### [Text shown]
__________________________________________________

AMRI Announces Second Quarter 2008 Results

Company Posts Strong Contract Revenue and EPS Growth; Increases 2008

Contract Revenue and EPS Guidance

ALBANY, N.Y.–(EMWNews)–AMRI (NASDAQ: AMRI) today reported financial and operating results for

the second quarter ended June 30, 2008.

Financial highlights for the quarter and other recent events include:

  • Adjusted Diluted EPS of $0.24, compared to $0.14 in the second quarter

    of 2007.

  • Double-digit year-over-year contract revenue growth in both Discovery

    Services and Development/Small Scale. The combined gross margin for

    this segment increased to 36% from 26% on a year-over-year basis.

  • Year-over-year increase in adjusted operating income to $11.0 million

    from $6.6 million, a 68% increase.

  • The submission of a Canadian Clinical Trial Application (CTA) by

    Bristol-Myers Squibb (BMS) triggering a $4.0 million milestone payment.

  • Restructuring of European operations based in Hungary, resulting in

    charges of $2.0 million.

  • Submission in July of an Investigational New Drug (IND) application to

    the U.S. Food and Drug Administration (FDA) to initiate Phase I

    clinical studies on an AMRI developed compound from its proprietary

    oncology program.

Second Quarter Results

Total revenue for the second quarter of 2008 was $57.9 million, an

increase of $8.6 million or 17%, compared to the second quarter of 2007.

__________________________________________________

### [The problem]
According to the AMRI second quarter 2008 results, what milestone payment did the Bristol-Myers Squibb Canadian Clinical Trial Application trigger? The listing is separate material and has no connection to the AMRI results text.

### [Provided data]
__________________________________________________

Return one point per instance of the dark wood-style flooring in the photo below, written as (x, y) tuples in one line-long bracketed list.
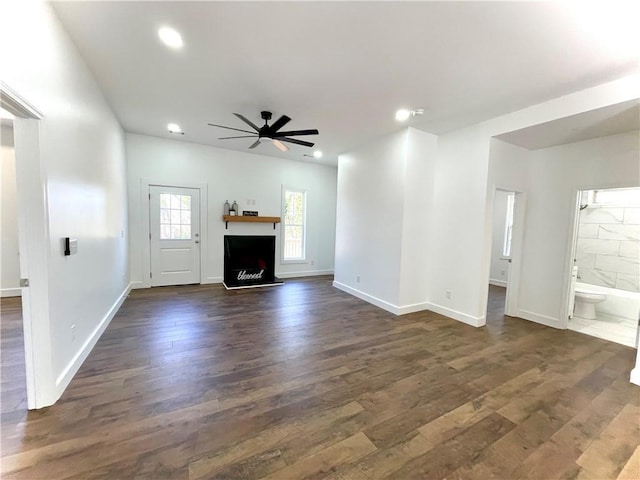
[(306, 382)]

__________________________________________________

### [Solution]
A $4.0 million milestone payment.